◆ **Goal of the exercise**
Extract every line from the items below and reproduce each one verbatim, keeping the original order.

** START OF Source data **

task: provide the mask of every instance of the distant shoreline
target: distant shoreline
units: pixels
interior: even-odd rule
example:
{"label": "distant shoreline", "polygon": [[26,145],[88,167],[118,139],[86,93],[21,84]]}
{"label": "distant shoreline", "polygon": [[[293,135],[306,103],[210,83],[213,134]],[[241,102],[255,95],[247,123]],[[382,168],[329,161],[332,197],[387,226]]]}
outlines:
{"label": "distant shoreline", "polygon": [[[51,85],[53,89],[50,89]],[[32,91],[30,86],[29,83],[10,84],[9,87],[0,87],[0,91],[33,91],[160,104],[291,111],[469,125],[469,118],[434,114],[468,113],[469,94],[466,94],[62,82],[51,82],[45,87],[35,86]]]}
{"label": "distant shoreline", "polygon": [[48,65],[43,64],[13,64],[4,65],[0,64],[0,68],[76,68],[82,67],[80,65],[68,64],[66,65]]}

** END OF Source data **

◆ **Answer to the exercise**
task: provide the mask of every instance of the distant shoreline
target: distant shoreline
units: pixels
interior: even-odd rule
example:
{"label": "distant shoreline", "polygon": [[26,145],[88,167],[118,139],[86,93],[21,84]]}
{"label": "distant shoreline", "polygon": [[[293,135],[306,103],[210,83],[213,134]],[[241,102],[255,95],[247,123]],[[382,168],[329,161],[332,197],[387,226]]]}
outlines:
{"label": "distant shoreline", "polygon": [[[51,85],[53,89],[50,89]],[[32,91],[30,86],[29,83],[10,84],[9,87],[0,87],[0,91],[33,91],[160,104],[291,111],[469,125],[469,118],[434,114],[468,113],[469,94],[466,94],[62,82],[51,82],[45,87],[35,86]]]}
{"label": "distant shoreline", "polygon": [[48,65],[43,64],[13,64],[4,65],[0,64],[0,68],[76,68],[82,67],[80,65],[68,64],[66,65]]}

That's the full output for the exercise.